ZA Confidential is e-mailed to subscribers. For details on subscription rates, please contact zaconfidential@gmail.com Media releases, invitations to presentations, and feedback on ZA Confidential can also be sent to the same address. Upgrade your conference or event by hiring ZA Confidential Editor John Fraser as a speaker or moderator.


Terrible GDP Numbers

The economy is growing, but so slowly that it is not going to make much difference. The annualised third quarter growth figure has come in at 0.7%. We are worried, but what about our experts…..?

Dawie Roodt from the Efficient Group:

Average growth for the first three quarters now stands at 1.9% – probably the reason the SARB lowered its forecast for the year to 1.9%. That also means that if growth comes in at below 1.9% for the final quarter, then growth for the year will be below 1.9%. And as things stand, weak demand, strikes on the mines and the "normal" structural problems in the economy, mean growth in the 4th quarter is quietly likely going to be sub 1.9%. Under these circumstances, monetary policy is rather ineffective to support the economy any further. What we need is better labour relations, an efficient state, and clear macroeconomic policies – but for that we need solid political leadership…

Ian Cruickshanks from SAIRR:

This latest number of 0.7 percent quarter on quarter is very disappointing, when compared to Q2’s revised 3.2 percent. Manufacturing, which is 15 percent of the economy, was down . Strikes, particularly in the motoring industry, had an overall impact on manufacturing and on the economy as a whole. This could be expected to continue into Q4. I now fear we may not get to 1.9% GDP growth for the year as a whole. The stock market may be booming but it is difficult to consider allocating fresh funds to the market with the economy in this state.

What you are asked to do: Write out the passage from the GDP commentary above, from "This latest number" to "in this state.", word for word.

Information supplied:

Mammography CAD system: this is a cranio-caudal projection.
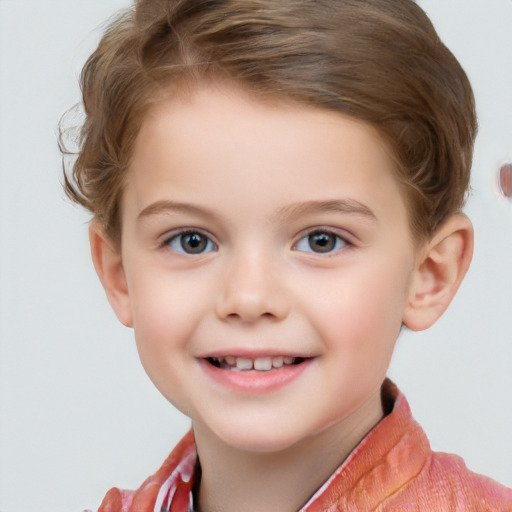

Response:
This latest number of 0.7 percent quarter on quarter is very disappointing, when compared to Q2’s revised 3.2 percent. Manufacturing, which is 15 percent of the economy, was down . Strikes, particularly in the motoring industry, had an overall impact on manufacturing and on the economy as a whole. This could be expected to continue into Q4. I now fear we may not get to 1.9% GDP growth for the year as a whole. The stock market may be booming but it is difficult to consider allocating fresh funds to the market with the economy in this state.